--- start of DATA FOR THIS EXERCISE ---

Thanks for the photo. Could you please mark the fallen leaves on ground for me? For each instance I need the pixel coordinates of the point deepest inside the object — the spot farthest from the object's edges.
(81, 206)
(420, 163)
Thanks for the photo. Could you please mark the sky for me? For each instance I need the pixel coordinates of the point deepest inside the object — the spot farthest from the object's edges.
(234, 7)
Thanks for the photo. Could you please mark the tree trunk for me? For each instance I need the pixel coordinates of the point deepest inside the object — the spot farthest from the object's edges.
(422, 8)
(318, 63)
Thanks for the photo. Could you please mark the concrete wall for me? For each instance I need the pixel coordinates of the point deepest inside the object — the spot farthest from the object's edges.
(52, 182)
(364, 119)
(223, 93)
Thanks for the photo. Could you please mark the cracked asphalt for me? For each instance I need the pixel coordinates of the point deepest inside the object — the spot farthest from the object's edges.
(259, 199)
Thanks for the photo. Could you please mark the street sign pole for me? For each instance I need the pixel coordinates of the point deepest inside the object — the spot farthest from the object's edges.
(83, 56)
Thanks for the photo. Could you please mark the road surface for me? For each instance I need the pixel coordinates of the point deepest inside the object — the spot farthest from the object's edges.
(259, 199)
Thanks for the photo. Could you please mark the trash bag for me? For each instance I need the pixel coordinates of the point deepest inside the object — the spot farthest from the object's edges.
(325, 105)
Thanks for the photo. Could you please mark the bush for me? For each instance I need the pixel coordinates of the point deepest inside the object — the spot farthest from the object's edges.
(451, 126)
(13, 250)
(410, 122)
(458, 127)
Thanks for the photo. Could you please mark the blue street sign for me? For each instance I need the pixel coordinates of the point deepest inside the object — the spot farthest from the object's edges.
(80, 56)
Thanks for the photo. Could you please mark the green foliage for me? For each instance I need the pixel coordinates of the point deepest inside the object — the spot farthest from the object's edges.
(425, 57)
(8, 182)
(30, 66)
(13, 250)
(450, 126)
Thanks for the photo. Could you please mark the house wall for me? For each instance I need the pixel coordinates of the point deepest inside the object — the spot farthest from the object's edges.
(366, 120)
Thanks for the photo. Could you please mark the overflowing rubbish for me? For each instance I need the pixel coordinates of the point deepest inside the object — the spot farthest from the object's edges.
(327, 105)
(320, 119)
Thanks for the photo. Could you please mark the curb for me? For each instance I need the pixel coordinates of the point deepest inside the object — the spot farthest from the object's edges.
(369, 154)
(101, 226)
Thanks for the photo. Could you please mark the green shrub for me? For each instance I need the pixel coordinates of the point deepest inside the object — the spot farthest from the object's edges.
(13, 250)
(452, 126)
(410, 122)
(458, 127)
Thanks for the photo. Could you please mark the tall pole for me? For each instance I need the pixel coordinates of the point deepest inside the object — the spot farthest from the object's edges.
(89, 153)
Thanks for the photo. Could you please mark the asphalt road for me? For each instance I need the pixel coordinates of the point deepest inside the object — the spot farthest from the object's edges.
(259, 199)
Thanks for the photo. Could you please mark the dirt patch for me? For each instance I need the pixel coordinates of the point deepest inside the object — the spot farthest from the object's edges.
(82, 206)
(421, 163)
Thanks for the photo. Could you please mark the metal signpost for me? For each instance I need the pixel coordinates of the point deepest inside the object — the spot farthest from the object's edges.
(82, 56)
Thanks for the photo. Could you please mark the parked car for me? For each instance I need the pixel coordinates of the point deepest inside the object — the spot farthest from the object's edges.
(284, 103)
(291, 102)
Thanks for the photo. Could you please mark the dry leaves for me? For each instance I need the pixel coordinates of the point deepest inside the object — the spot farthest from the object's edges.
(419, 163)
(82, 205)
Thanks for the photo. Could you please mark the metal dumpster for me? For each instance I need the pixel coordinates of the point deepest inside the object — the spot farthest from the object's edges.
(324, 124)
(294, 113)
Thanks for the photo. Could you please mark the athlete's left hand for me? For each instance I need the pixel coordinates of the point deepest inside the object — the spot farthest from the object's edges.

--- end of DATA FOR THIS EXERCISE ---

### EXERCISE INSTRUCTIONS
Transcribe verbatim every line from the one containing "Thanks for the photo. Could you please mark the metal dumpster" through the final line of the items, inclusive.

### THE SOLUTION
Thanks for the photo. Could you please mark the metal dumpster for me? For each instance I need the pixel coordinates of the point deepest inside the object — the spot farthest from the object's edges.
(324, 124)
(294, 113)
Thanks for the photo. Could you please mark the athlete's left hand for me? For each instance I need the pixel coordinates of the point deepest inside the object — the spot farthest from the object's edges.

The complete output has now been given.